PASSAGE GIVEN start

Today, we’re going to talk about why gold is down and why it’s likely going much higher. I’ll also show you some charts that will help guide you along the way.
First, let’s talk about gold’s pullback. Gold tumbled last Friday and has been in a downtrend since. This broke an uptrend that I thought should hold. But the market likes to make a fool out of everybody.
So what happened? Two things:
1) Rising real rates, and
2) the Fed is scaring the gee willikers out of traders.
Let’s deal with the Fed, first.
Jaw-Flapping Stokes Fears
See, in the past week, four of the Fed’s 18 policy makers flapped their jaws about MAYBE reducing the Fed’s bond buying — currently running at $120 billion a month — by year’s end.
Bond investors collectively browned their trousers and responded by pushing up yields on longer-duration Treasuries, steepening the spread between rates on two- and 10-year debt to around the widest in more than three years.
This reminds battle-scarred investors of what happened during the market’s Fed “taper tantrum” in 2013. If you can remember, that’s when Federal Reserve Chairman Ben Bernanke announced that the Fed would, at some future date, cut back on bond purchases. Stocks wobbled lower a bit … but gold fell by more than 25%.
Why did gold over-react? Because of that rise in long-term yields I talked about. Bonds went from very little yield to a decent yield, all on expectations. Since gold doesn’t have a yield, investors looking for safety shuffled some money from gold to bonds.

PASSAGE GIVEN end
DATA SECTION start

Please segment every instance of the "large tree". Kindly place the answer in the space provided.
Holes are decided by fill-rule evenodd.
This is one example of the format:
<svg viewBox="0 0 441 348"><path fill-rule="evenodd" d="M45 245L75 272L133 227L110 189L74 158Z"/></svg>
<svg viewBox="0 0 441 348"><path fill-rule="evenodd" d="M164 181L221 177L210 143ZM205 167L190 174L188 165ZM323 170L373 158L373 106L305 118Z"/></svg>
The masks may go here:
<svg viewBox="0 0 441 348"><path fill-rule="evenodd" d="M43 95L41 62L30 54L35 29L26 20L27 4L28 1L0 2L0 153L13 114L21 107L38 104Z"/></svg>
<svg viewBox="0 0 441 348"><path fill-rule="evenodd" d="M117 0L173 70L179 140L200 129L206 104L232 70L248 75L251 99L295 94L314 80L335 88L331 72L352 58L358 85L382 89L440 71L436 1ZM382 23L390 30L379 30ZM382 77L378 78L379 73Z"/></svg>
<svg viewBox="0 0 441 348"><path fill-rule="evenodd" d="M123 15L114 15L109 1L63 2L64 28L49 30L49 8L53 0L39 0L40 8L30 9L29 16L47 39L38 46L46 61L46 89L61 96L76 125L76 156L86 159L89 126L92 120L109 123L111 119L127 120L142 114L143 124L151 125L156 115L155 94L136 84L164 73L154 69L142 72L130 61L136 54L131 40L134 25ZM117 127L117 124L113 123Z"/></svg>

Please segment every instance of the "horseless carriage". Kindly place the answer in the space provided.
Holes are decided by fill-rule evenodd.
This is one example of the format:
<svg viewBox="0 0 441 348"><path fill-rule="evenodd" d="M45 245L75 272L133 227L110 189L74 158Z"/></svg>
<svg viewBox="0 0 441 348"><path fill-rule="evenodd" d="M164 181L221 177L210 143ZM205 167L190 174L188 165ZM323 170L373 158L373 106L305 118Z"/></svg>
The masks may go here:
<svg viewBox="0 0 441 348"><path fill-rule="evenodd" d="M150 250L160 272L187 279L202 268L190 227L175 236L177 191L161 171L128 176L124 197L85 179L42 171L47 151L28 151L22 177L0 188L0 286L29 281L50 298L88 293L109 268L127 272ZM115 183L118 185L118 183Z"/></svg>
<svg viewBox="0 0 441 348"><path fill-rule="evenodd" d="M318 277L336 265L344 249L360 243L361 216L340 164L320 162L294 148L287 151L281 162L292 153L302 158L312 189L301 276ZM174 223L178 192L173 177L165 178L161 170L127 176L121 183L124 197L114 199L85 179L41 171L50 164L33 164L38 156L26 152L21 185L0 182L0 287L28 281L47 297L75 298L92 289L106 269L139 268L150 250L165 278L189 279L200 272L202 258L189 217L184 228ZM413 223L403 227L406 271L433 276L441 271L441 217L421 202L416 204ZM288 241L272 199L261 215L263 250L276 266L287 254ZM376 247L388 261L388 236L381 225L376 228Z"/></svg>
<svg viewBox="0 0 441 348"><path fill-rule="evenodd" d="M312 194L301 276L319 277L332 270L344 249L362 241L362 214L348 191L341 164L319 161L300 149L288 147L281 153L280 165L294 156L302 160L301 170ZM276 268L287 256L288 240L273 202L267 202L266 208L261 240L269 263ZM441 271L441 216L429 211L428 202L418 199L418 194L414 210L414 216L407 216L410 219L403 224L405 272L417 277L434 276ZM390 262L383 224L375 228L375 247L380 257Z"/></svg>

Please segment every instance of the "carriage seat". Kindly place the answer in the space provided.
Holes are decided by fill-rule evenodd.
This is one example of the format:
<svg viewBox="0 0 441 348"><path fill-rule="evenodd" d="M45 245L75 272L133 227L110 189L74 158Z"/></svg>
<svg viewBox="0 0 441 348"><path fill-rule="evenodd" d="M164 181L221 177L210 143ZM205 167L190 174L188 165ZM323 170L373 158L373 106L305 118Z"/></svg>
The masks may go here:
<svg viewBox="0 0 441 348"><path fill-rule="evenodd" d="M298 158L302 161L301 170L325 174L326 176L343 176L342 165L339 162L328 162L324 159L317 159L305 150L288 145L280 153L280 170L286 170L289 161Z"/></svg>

DATA SECTION end

■ SHORT EXERCISE 1
According to the gold commentary, what monthly amount is the Fed's bond buying currently running at?
■ SHORT EXERCISE 2
Update the part of the gold commentary that opens with the words containing "First, let’s talk" and closes with "out of traders.", replacing "pullback" with "decline".
■ SHORT EXERCISE 3
Why does the gold commentary say gold over-reacted during the 2013 "taper tantrum"?
Rely only on the gold commentary to respond, not on the items.

■ TASK OUTPUT 1
$120 billion a month.

■ TASK OUTPUT 2
First, let’s talk about gold’s decline. Gold tumbled last Friday and has been in a downtrend since. This broke an uptrend that I thought should hold. But the market likes to make a fool out of everybody.
So what happened? Two things:
1) Rising real rates, and
2) the Fed is scaring the gee willikers out of traders.

■ TASK OUTPUT 3
Long-term yields rose, so bonds went from very little yield to a decent yield on expectations alone. Because gold pays no yield, investors looking for safety moved some of their money out of gold and into bonds.